»
S
I
D
E
B
A
R
«
YOU DON'T LOOK A DAY OVER 90
Dec 11th, 2007 by Clark Humphrey


The Moore Theatre threw a delightfully casual centennial party Monday evening. It was a textbook lesson in how to mount a fun, populist gala. It hewed to the spirit of the Moore’s original purpose as a vaudeville palace.


The above view is from the now seldom-used top balcony. Originally, this was the only part where black patrons could sit; it was accessed from a separate side entrance.


Theater personnel gave informal tours of backstage areas. Buskers performed outside and throughout the lobbies. Free drinkies and snackies abounded. Original posters and playbills hung everywhere.


Civilians were invited to consume wine and popcorn on stage, while one act after another appeared: Operetta, tap dancing, trapeze, burlesque, modern dance, standup comedy, folk music, soul music.


The night started with an old-time theater organist. It closed with a pick-up rock band, including guitarist Kurt Bloch and singer Kim Virant.


Would that all theatrical parties were this much fun. (Hint hint, Seattle Repertory Organization.)

HOLIDAZE PARADE
Nov 24th, 2007 by Clark Humphrey

With a high “five” from John Curley to the big ‘KING Mike’ balloon/float, the downtown holiday shopping season is among us.

I know I’m not the only one who saw something subliminally S/M-like about the real woman locked up inside a giant snow globe.


Then, at the Black Friday parade’s conclusion, always comes the fake snow shot out from TSFKATBM (that’s “the store formerly known as The Bon Marche”).

PHOTO PHROLICS
Nov 19th, 2007 by Clark Humphrey

The passing parade witnesses the demolition of the former Frederick Cadillac showroom, used more recently as the Teatro ZinZanni dinner theater, for a mega-high-rise condo project…

…and the arrival of what’s officially called the Seattle Streetcar, but is already unofficially known as the South Lake Union Trolley (for the acronymic possibilities), on a test run up Westlake Avenue. Passenger service is still tentatively scheduled to commence some time in December.

SORRY, NO IMPERIAL PINTS OF 'BUZZ BEER'
Nov 12th, 2007 by Clark Humphrey


Drew Carey was at the George & Dragon pub in Fremont on Monday afternoon.

During a typically packed UK soccer day (there was a satellite TV match showing between Arsenal and Reading), Carey showed up in a chauffeured minivan with a small entourage. He plugged his recent status as a goodwill ambassador for U.S. pro soccer (you know, that game where nothing’s made up and the points do matter). Specifically, Paul Allen and partners have recruited Carey as a minority investor in their Major League Soccer expansion team, to launch at Qwest Field in 2009. (Rumor has it that somebody else sought the franchise, but they bid over the actual retail price.)

Carey’s big promo point during the speech (which he repeated that night as a Monday Night Football booth guest): The team will offer “club memberships.” For a projected $100/year, hardcore fans will (1) get an exclusive package of merch, and (2) get to vote every few years or so about the team’s future, even getting to fire the general manager.

He also got in a well-received dig about how such a fan-empowerment schtick might have helped with “that basketball team you used to have.”

### Required work
1) Copy out the Seattle blog posts word for word, everything from "SORRY, NO IMPERIAL" down to "actual retail price.)".
2) Carry on writing the Seattle blog posts, picking up right after their final sentence.

### Information provided
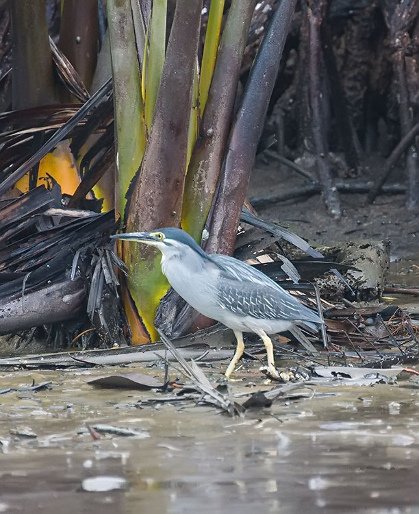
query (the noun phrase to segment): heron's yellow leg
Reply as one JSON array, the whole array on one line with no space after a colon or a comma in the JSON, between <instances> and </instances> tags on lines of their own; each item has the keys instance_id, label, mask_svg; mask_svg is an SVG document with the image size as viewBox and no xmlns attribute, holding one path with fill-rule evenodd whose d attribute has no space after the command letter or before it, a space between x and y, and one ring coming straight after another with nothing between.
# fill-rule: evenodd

### Answers for the tasks
1)
SORRY, NO IMPERIAL PINTS OF 'BUZZ BEER'
Nov 12th, 2007 by Clark Humphrey


Drew Carey was at the George & Dragon pub in Fremont on Monday afternoon.

During a typically packed UK soccer day (there was a satellite TV match showing between Arsenal and Reading), Carey showed up in a chauffeured minivan with a small entourage. He plugged his recent status as a goodwill ambassador for U.S. pro soccer (you know, that game where nothing’s made up and the points do matter). Specifically, Paul Allen and partners have recruited Carey as a minority investor in their Major League Soccer expansion team, to launch at Qwest Field in 2009. (Rumor has it that somebody else sought the franchise, but they bid over the actual retail price.)

2)
THE POWER OF THE IMAGE
Sep 25th, 2007 by Clark Humphrey

Here are some beautiful, haunting photos of toy factories in China. The series oscillates between three extremes: The official “fun” expressed in the products themselves, the regimented factory atmosphere, and the close-up portraits of individual humans (mostly female) on the production lines.

SIGNIFYING NOTHING DEPT.
Sep 22nd, 2007 by Clark Humphrey

Turns out I’m not the only one who’s become fascinated by old blank signs.

PRECISELY ON SCHEDULE,…
Sep 4th, 2007 by Clark Humphrey

…autumn unofficially arrived last night, in the form of a spectacular thunderstorm.

This morning, the skies over Seattle have returned to their diffuse, impressionistic low-light pattern. It’s refreshing, it’s cool, it’s beautiful. Really.

DOWN THE PIKE
Aug 25th, 2007 by Clark Humphrey


I first visited the Pike Place Market in 1975. More than three years after city residents voted to “Save the Market,” the big renovation/restoration was still underway. Much of the South Arcade was boarded up, with “artistic” grafitti and murals painted on the plywood barriers. One board bore the simple message: DON’T FIX IT UP TOO MUCH–SAVE THE MARKET.

The Market voters had “saved” was a homey, funky, rundown warren of stands and shops, a place of proletarian dreams and honest hard work. The fixed-up Market maintained this look, even as the surrounding First Avenue sleaze district shrank.

As the years passed, it became a mecca for civic self-congratulation. More merchants geared themselves to tourists, using such gimmicks as the infamous fish throwers. Luxury car dealerships shot magazine ads along Pike Place (“No Ordinary Supermarket, No Ordinary Car”).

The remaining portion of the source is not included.